Data records -
--

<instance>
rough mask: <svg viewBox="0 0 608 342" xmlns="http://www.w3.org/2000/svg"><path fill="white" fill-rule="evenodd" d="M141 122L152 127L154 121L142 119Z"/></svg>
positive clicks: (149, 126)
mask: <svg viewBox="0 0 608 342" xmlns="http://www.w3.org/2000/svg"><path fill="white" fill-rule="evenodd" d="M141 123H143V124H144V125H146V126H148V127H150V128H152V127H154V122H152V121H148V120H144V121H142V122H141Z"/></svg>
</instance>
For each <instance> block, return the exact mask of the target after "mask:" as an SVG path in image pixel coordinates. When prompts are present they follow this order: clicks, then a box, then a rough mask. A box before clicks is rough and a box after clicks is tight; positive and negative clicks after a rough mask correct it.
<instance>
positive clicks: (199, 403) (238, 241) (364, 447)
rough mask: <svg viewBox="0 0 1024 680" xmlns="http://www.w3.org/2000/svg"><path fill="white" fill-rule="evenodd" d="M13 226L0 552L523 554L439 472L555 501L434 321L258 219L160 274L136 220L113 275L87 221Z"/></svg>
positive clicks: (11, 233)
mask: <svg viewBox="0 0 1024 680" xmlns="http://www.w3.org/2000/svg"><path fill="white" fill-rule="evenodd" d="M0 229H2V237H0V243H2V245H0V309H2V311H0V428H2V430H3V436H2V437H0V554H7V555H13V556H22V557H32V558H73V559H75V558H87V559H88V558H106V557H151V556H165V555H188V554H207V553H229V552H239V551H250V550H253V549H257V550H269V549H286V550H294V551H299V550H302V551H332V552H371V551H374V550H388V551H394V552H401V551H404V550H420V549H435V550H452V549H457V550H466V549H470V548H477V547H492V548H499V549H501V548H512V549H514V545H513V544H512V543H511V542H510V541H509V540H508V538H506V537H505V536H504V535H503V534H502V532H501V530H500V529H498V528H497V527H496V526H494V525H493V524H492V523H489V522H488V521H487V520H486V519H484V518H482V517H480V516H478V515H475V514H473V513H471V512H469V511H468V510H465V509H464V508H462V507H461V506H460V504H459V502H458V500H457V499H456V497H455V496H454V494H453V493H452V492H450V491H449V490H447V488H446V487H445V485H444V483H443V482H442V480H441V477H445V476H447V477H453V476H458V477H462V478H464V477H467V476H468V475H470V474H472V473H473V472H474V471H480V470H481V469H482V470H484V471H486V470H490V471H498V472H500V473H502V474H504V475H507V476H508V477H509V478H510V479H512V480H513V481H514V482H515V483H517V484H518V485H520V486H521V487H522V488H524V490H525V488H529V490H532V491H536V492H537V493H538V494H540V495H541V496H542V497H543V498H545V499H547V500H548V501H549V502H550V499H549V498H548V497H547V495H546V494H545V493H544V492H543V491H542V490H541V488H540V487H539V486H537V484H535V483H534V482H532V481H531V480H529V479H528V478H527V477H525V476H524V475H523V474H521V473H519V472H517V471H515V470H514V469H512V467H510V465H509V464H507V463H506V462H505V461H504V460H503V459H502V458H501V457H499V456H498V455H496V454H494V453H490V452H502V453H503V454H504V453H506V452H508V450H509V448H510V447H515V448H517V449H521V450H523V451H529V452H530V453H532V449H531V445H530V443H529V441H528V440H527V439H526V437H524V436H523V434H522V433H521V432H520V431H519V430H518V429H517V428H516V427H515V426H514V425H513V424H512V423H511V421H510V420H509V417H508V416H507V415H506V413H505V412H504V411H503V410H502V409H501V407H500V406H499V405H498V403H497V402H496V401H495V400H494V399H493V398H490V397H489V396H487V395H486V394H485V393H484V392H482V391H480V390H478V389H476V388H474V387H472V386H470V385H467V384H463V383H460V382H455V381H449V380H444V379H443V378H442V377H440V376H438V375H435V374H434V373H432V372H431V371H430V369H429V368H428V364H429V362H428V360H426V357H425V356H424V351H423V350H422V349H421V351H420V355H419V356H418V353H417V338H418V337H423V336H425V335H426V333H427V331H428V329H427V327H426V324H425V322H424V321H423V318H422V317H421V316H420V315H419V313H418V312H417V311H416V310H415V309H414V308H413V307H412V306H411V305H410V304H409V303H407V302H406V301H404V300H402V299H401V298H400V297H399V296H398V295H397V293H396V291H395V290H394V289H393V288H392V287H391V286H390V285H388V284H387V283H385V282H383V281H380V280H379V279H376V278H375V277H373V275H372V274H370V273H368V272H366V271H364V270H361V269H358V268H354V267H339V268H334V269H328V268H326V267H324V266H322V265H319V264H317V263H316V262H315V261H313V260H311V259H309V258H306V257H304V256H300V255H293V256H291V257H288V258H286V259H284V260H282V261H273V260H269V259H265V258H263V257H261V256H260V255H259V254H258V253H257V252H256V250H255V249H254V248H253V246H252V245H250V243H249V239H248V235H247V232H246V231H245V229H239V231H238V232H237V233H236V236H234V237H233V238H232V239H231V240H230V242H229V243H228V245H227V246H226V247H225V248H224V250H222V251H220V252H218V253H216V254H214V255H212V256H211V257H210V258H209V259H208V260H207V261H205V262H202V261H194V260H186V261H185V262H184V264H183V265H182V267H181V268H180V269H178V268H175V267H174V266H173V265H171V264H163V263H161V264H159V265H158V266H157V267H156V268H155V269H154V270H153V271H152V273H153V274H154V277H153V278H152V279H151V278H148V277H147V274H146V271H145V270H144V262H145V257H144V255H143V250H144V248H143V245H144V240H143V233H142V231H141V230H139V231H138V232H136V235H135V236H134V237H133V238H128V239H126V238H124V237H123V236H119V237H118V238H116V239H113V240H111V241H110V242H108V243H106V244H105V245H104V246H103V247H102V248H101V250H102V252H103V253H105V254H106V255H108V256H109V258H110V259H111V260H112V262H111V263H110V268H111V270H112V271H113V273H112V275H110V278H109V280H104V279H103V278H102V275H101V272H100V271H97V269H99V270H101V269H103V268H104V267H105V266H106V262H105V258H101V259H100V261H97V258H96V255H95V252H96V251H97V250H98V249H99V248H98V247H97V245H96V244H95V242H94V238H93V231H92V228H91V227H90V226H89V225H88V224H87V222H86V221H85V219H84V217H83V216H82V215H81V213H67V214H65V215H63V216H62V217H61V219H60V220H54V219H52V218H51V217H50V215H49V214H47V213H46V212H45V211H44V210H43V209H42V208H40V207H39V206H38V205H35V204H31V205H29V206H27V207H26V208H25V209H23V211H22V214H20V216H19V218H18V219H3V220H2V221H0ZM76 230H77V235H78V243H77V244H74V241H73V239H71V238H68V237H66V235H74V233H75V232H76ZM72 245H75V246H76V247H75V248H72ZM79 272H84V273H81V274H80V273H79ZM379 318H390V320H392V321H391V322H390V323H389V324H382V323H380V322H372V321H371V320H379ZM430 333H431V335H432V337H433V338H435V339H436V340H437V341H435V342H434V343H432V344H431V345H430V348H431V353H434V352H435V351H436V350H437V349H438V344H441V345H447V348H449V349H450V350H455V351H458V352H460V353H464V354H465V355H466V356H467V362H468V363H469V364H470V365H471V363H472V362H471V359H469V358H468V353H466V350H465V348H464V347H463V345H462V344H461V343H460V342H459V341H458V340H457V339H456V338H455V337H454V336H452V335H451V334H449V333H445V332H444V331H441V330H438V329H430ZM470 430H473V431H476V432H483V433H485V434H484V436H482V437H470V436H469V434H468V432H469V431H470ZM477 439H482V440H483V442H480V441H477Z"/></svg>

--

Your objective -
Would you repeat each line above exactly as it stands?

Output -
<instance>
rough mask: <svg viewBox="0 0 608 342" xmlns="http://www.w3.org/2000/svg"><path fill="white" fill-rule="evenodd" d="M141 122L152 127L154 121L142 119Z"/></svg>
positive clicks: (149, 126)
mask: <svg viewBox="0 0 608 342" xmlns="http://www.w3.org/2000/svg"><path fill="white" fill-rule="evenodd" d="M141 123H143V124H144V125H146V126H148V127H150V128H152V127H154V122H152V121H148V120H144V121H142V122H141Z"/></svg>
</instance>
For each <instance> block, return the exact mask of the target after "mask:" as an SVG path in image pixel coordinates. When prompts are present they follow this order: clicks, then a box, then a rough mask. A box before clicks is rough and a box after clicks is tight; positive and negative clicks after a rough mask correct it.
<instance>
positive clicks: (199, 403) (238, 241) (364, 447)
rough mask: <svg viewBox="0 0 1024 680" xmlns="http://www.w3.org/2000/svg"><path fill="white" fill-rule="evenodd" d="M13 226L0 552L523 554L439 472L555 501L434 321L258 219L160 274L136 220L113 275L87 221Z"/></svg>
positive clicks: (11, 233)
mask: <svg viewBox="0 0 1024 680" xmlns="http://www.w3.org/2000/svg"><path fill="white" fill-rule="evenodd" d="M0 229H2V237H0V243H2V245H0V309H2V311H0V428H2V430H3V436H2V437H0V554H7V555H13V556H22V557H32V558H73V559H75V558H87V559H88V558H106V557H151V556H165V555H188V554H207V553H229V552H239V551H250V550H253V549H257V550H269V549H286V550H294V551H299V550H302V551H332V552H371V551H374V550H388V551H394V552H401V551H404V550H420V549H435V550H452V549H457V550H466V549H470V548H477V547H492V548H499V549H501V548H512V549H514V545H513V544H512V543H511V542H510V541H509V540H508V538H506V537H505V536H504V535H503V534H502V532H501V530H500V529H498V528H497V527H496V526H494V525H493V524H492V523H489V522H488V521H487V520H486V519H484V518H482V517H480V516H478V515H475V514H473V513H471V512H469V511H468V510H465V509H464V508H462V507H461V506H460V504H459V502H458V500H457V499H456V497H455V496H454V494H453V493H452V492H450V491H449V490H447V488H446V487H445V485H444V483H443V482H442V480H441V477H445V476H447V477H453V476H458V477H462V478H464V477H467V476H468V475H470V474H472V473H473V472H474V471H480V470H481V469H482V470H484V471H486V470H490V471H498V472H500V473H502V474H504V475H507V476H508V477H509V478H510V479H512V480H513V481H514V482H515V483H517V484H518V485H520V486H521V487H522V488H524V490H525V488H529V490H532V491H536V492H537V493H538V494H540V495H541V496H542V497H543V498H545V499H547V500H548V501H549V502H550V499H549V498H548V497H547V495H546V494H545V493H544V492H543V491H542V490H541V488H540V487H539V486H537V484H535V483H534V482H532V481H531V480H529V479H528V478H527V477H525V476H524V475H523V474H521V473H519V472H517V471H515V470H514V469H512V467H510V465H509V464H507V463H506V462H505V461H504V460H503V459H502V458H501V457H499V456H498V455H496V454H494V453H490V452H502V453H503V454H504V453H506V452H508V450H509V448H510V447H515V448H517V449H521V450H523V451H529V452H530V453H532V449H531V445H530V443H529V441H528V440H527V439H526V437H524V436H523V434H522V433H521V432H520V431H519V430H518V429H517V428H516V427H515V426H514V425H513V424H512V423H511V421H510V420H509V417H508V416H507V415H506V413H505V412H504V411H503V410H502V409H501V407H500V406H499V405H498V403H497V402H496V401H495V400H494V399H493V398H490V397H489V396H487V395H486V394H485V393H484V392H482V391H480V390H478V389H476V388H474V387H472V386H470V385H467V384H463V383H460V382H455V381H449V380H444V379H443V378H442V377H440V376H438V375H435V374H434V373H432V372H431V371H430V369H429V368H428V364H429V362H428V360H426V357H425V356H424V351H423V350H422V349H421V351H420V355H419V356H418V353H417V338H418V337H423V336H425V335H426V333H427V331H428V329H427V327H426V324H425V322H424V321H423V318H422V317H421V316H420V315H419V313H418V312H417V311H416V310H415V309H414V308H413V307H412V306H411V305H410V304H409V303H407V302H406V301H404V300H402V299H401V298H400V297H399V296H398V295H397V293H396V291H395V290H394V289H393V288H392V287H391V286H390V285H388V284H387V283H385V282H383V281H380V280H379V279H376V278H375V277H373V275H372V274H370V273H368V272H366V271H364V270H361V269H358V268H354V267H339V268H334V269H328V268H326V267H324V266H322V265H319V264H317V263H316V262H315V261H313V260H311V259H309V258H306V257H304V256H300V255H293V256H291V257H288V258H286V259H284V260H282V261H273V260H269V259H265V258H263V257H261V256H260V255H259V254H258V253H257V252H256V250H255V249H254V248H253V246H252V245H250V243H249V239H248V235H247V232H246V231H245V229H239V231H238V232H237V233H236V236H234V237H233V238H232V239H231V240H230V242H229V243H228V245H227V246H226V247H225V248H224V250H222V251H220V252H218V253H216V254H214V255H212V256H211V257H210V258H209V259H208V260H207V261H205V262H202V261H194V260H186V261H185V262H184V264H183V265H182V267H181V268H180V269H178V268H175V267H174V266H173V265H171V264H163V263H161V264H159V265H158V266H157V267H156V268H155V269H154V270H153V271H152V273H153V274H154V277H153V278H152V279H151V278H148V277H147V274H146V271H145V270H144V262H145V257H144V255H143V250H144V248H143V245H144V240H143V233H142V231H141V230H139V231H138V232H136V235H135V236H134V237H133V238H128V239H126V238H124V237H123V236H119V237H118V238H116V239H113V240H111V241H110V242H108V243H106V244H105V245H104V246H103V247H102V248H101V250H102V252H103V253H105V254H106V255H108V256H109V258H110V259H111V260H112V262H111V263H110V268H111V270H112V271H113V273H112V275H110V278H109V280H104V279H103V278H102V275H101V272H100V271H97V269H99V270H101V269H103V268H104V267H105V266H106V262H105V258H101V259H100V261H97V258H96V255H95V252H96V251H97V250H98V249H99V248H98V247H97V245H96V244H95V242H94V238H93V231H92V228H91V227H90V226H89V225H88V224H87V222H86V221H85V219H84V217H83V216H82V215H81V213H67V214H65V215H63V216H62V217H61V219H60V220H54V219H52V218H51V217H50V215H49V214H47V213H46V212H45V211H44V210H43V209H42V208H40V207H39V206H38V205H35V204H31V205H29V206H27V207H26V208H25V209H23V211H22V214H20V216H19V218H18V219H3V220H2V221H0ZM76 230H77V235H78V243H77V244H74V241H73V239H71V238H68V237H66V235H74V233H75V232H76ZM72 245H75V246H76V247H75V248H72ZM79 272H84V273H81V274H80V273H79ZM379 318H390V320H392V321H391V322H390V323H389V324H382V323H380V322H372V321H371V320H379ZM430 333H431V335H432V337H433V338H435V339H436V340H437V341H435V342H434V343H432V344H431V345H430V348H431V353H434V352H435V351H436V350H437V349H438V344H441V345H447V348H449V349H450V350H455V351H458V352H460V353H464V354H465V355H466V356H467V362H468V363H469V364H470V365H471V363H472V362H471V359H469V358H468V353H466V350H465V348H464V347H463V345H462V344H461V343H460V342H459V341H458V340H457V339H456V338H455V337H454V336H452V335H451V334H449V333H445V332H444V331H441V330H438V329H430ZM470 430H473V431H476V432H483V433H485V434H484V436H482V437H470V436H469V434H468V432H469V431H470ZM477 439H482V440H483V442H480V441H477Z"/></svg>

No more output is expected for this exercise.